Pointing dataset records:
---------------
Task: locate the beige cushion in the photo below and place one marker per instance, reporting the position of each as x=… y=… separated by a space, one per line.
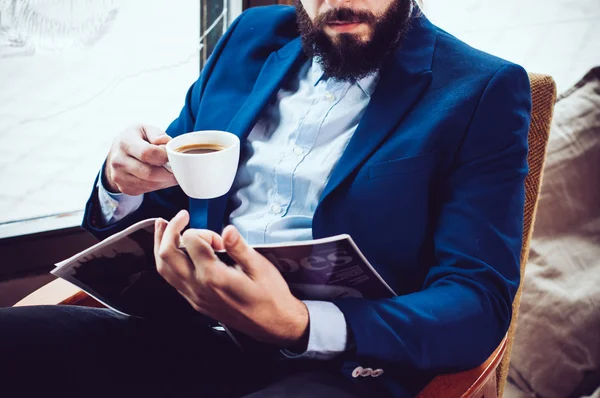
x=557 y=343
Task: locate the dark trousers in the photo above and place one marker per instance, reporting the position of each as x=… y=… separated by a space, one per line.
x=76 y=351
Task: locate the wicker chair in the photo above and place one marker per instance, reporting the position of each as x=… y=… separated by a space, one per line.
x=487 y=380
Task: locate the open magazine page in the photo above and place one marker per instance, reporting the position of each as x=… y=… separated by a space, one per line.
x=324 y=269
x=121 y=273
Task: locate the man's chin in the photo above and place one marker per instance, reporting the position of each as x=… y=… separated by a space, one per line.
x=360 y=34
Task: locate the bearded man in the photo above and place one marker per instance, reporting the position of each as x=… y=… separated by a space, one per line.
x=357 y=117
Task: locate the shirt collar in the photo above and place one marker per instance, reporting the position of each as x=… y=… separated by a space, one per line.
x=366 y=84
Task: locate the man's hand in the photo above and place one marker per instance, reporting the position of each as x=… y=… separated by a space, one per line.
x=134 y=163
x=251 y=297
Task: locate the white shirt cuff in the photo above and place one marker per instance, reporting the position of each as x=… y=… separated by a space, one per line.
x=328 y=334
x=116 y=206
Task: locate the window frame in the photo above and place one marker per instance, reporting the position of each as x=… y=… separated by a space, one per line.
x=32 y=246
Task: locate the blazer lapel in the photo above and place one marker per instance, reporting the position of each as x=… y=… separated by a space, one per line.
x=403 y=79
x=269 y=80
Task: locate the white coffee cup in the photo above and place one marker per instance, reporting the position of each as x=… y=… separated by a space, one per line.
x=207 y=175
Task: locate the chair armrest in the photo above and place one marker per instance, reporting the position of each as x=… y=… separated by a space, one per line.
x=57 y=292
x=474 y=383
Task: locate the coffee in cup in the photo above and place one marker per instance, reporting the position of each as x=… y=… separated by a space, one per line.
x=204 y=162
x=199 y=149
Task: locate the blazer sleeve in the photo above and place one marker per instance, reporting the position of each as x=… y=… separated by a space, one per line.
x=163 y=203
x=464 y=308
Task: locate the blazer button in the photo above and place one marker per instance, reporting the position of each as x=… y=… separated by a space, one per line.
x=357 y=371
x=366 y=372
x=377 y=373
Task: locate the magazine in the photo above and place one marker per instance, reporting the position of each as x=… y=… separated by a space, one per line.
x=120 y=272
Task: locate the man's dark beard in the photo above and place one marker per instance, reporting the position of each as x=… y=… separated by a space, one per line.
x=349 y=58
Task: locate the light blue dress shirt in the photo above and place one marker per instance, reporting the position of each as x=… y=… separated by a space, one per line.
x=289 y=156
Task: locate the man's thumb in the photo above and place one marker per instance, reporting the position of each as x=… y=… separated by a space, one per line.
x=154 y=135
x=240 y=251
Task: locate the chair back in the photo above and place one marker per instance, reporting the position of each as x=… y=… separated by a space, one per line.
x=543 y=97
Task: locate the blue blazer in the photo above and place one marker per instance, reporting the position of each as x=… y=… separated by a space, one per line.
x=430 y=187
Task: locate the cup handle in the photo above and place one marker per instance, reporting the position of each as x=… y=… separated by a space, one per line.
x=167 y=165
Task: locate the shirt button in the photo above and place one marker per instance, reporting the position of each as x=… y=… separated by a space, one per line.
---------------
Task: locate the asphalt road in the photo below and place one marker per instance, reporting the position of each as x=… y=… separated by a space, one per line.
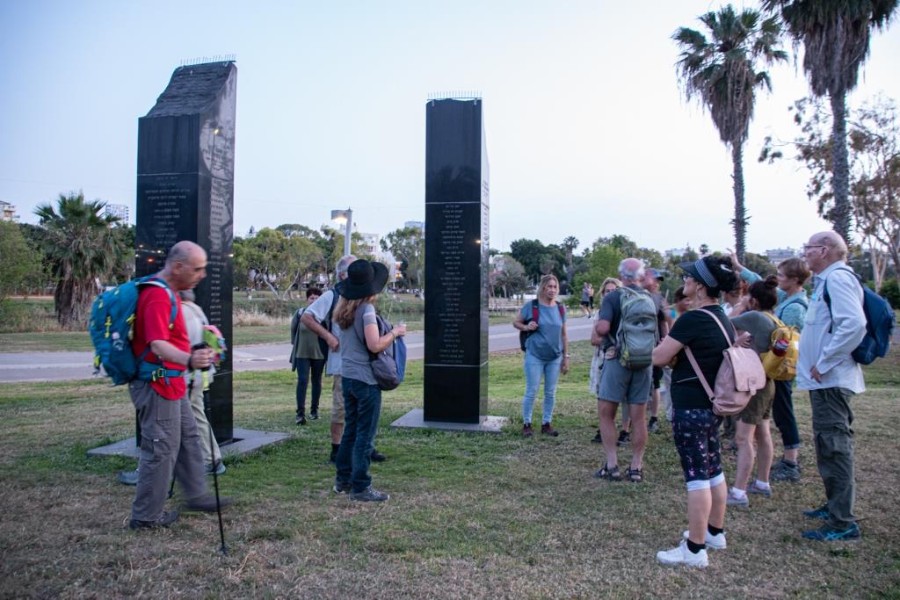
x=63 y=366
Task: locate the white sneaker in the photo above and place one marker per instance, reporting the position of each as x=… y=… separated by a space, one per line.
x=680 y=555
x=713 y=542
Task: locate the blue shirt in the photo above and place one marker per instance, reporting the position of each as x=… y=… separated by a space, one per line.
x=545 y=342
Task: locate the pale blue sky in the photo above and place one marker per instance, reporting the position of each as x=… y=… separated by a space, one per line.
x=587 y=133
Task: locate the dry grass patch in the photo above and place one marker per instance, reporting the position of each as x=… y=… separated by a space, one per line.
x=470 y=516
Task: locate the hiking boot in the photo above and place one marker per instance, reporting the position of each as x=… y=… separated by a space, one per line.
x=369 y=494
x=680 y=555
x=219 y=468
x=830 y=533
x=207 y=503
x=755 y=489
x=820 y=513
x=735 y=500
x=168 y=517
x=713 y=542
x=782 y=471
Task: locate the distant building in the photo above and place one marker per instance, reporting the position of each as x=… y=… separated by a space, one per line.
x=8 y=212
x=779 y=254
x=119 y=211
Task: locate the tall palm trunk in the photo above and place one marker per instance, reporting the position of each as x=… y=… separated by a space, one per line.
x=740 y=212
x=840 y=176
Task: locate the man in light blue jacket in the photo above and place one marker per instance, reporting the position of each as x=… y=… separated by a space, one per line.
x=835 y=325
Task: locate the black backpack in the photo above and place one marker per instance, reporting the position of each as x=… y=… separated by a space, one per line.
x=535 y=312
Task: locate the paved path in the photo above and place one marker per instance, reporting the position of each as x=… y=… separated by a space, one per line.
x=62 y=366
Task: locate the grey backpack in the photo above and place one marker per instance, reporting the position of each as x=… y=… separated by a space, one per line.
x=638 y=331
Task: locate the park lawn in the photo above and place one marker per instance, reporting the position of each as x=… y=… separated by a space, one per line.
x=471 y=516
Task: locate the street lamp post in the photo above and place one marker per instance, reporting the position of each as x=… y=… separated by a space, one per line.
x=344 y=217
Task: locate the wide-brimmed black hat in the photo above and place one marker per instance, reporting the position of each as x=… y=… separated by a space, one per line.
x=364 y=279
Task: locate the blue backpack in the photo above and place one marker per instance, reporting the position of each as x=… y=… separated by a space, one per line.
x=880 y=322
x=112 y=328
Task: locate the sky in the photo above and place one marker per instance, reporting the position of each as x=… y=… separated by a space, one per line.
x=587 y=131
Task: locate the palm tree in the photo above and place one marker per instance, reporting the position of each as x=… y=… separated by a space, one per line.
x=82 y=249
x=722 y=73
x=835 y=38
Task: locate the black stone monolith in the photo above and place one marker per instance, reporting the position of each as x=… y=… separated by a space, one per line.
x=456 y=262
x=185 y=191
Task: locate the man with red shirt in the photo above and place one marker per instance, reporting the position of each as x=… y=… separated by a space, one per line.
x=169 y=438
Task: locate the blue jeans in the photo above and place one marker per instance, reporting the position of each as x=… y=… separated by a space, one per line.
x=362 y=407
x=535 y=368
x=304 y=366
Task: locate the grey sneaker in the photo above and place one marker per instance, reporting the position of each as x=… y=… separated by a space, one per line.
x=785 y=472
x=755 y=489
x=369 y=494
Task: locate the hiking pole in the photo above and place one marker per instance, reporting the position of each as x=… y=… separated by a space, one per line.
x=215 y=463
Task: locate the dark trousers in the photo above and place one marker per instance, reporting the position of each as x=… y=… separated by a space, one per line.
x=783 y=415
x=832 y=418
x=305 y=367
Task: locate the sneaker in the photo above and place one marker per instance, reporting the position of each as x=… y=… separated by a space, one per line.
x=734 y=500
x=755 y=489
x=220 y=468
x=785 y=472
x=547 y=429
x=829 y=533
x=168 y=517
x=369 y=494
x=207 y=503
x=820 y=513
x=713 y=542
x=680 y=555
---------------
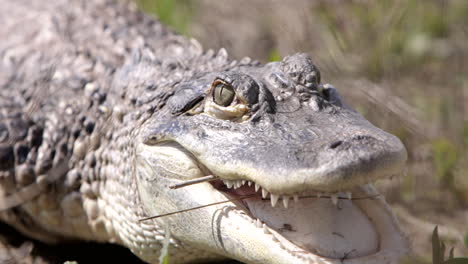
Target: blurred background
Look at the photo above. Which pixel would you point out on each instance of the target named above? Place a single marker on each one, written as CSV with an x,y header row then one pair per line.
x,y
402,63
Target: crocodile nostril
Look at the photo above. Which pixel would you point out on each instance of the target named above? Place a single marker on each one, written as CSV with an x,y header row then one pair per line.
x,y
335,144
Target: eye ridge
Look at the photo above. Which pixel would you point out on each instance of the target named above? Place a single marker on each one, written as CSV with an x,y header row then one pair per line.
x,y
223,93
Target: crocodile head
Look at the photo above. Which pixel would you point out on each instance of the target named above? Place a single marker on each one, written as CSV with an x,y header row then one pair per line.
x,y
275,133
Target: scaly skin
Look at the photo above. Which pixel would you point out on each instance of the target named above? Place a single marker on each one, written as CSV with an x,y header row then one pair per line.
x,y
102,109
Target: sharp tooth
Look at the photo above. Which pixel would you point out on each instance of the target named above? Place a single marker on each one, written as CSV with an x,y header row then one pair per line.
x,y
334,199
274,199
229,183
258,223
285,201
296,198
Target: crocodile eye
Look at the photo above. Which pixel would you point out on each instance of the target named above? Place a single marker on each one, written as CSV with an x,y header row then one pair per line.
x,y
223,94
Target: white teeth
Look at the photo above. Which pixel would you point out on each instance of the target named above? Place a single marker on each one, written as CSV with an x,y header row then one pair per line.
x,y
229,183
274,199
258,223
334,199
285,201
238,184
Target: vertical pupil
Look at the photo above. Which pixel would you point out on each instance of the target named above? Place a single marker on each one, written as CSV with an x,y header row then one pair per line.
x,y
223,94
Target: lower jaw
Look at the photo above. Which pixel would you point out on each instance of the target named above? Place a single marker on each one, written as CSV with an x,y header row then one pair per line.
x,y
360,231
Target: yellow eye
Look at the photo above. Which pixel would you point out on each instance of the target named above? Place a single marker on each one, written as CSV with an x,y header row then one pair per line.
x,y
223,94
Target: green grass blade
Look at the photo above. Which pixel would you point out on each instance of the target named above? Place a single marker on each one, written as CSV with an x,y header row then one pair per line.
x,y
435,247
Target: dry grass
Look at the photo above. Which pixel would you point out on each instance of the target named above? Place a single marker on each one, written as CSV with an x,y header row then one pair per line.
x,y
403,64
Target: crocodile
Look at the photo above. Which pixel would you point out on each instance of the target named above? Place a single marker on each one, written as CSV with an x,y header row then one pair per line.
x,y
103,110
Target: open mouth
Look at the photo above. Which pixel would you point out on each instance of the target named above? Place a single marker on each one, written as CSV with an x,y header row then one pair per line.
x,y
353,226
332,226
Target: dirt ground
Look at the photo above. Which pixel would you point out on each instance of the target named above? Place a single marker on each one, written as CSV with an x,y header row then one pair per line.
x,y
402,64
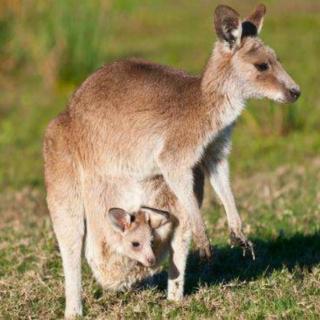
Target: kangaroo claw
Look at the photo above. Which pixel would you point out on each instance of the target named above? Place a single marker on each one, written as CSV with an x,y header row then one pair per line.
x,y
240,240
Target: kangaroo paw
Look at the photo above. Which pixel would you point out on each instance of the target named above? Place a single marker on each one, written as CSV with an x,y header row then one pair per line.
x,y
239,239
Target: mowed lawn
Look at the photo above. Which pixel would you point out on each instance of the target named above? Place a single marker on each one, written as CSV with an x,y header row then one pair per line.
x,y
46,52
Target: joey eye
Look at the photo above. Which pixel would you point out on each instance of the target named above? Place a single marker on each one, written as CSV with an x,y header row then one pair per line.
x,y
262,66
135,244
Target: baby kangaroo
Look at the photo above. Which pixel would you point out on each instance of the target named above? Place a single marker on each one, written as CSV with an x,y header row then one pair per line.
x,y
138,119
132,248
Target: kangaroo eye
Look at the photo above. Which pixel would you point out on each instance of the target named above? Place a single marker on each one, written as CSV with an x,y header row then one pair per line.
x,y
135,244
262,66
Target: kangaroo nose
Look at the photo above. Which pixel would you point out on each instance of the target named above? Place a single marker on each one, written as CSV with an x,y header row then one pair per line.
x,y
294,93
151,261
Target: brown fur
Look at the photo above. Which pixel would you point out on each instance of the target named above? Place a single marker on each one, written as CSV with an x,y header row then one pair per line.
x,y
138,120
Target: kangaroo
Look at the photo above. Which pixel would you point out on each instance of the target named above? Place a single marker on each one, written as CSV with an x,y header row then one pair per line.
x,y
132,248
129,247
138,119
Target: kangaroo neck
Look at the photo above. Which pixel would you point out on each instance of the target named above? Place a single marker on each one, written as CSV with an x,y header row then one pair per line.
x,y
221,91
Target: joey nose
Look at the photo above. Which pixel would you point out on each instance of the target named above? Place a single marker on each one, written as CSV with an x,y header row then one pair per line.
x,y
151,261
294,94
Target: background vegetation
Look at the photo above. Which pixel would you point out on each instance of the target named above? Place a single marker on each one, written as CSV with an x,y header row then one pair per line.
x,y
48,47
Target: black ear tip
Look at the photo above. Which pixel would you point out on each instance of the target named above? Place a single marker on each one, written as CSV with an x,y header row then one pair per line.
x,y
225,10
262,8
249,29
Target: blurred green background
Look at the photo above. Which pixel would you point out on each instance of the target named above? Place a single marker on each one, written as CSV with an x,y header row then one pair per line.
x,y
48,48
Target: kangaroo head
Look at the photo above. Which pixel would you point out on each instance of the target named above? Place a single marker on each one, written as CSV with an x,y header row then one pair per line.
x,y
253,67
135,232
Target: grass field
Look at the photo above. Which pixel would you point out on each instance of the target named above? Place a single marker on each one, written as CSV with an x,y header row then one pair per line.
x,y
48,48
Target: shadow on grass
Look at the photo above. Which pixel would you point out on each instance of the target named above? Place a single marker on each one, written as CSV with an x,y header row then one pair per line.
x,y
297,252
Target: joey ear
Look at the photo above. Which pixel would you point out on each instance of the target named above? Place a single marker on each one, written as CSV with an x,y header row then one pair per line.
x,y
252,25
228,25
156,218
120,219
---------------
Copy the rows from the line containing "Task: locate the beige" down to the line containing "x=207 y=175", changing "marker" to "pin" and keeping everything else the same. Omit the pictures.

Task: locate the beige cushion in the photo below and place one pin per instance, reporting the position of each as x=… y=… separated by a space, one per line.
x=557 y=343
Task: locate the dark trousers in the photo above and place one pin per instance, reporting the position of each as x=… y=… separated by a space, one per line.
x=76 y=351
Task: locate the wicker chair in the photo above and place one pin per instance, reporting the position of each as x=… y=… separated by a space, one per line.
x=487 y=380
Task: locate the open magazine page in the photo above and place one pin per instance, reporting the position of each as x=… y=… separated by a space, one per line.
x=324 y=269
x=121 y=273
Task: locate the man's chin in the photo above and place one pin per instance, reporting the position of each as x=… y=… separated by a space, one per line.
x=360 y=34
Task: locate the bearded man in the photo above and place one pin per instance, reporting the position of each as x=… y=… separated by a space, one per line.
x=357 y=117
Task: locate the shirt collar in the photo above and place one pin per instance, reporting the position of each as x=… y=… separated by a space, one per line.
x=366 y=84
Task: locate the man's hand in the photo above and place one pin per instance, reporting the position of each as x=… y=… separated by a space, one per line.
x=134 y=163
x=251 y=297
Task: locate the white shirt cuff in the photo above and place one pin per instance, reporting the position of each as x=… y=… separated by a space, one per line.
x=328 y=334
x=116 y=206
Task: locate the window frame in the photo above and place one pin per instance, reporting the position of each as x=… y=… separated by a space, one per line.
x=32 y=246
Task: locate the blazer lapel in the photo above and place one pin per instance, reporting the position of each as x=… y=… separated by a space, one per line.
x=403 y=79
x=269 y=80
Task: locate the white coffee cup in the photo above and place one pin per instance, reporting the position of each as x=… y=… separated by a space, one per line.
x=207 y=175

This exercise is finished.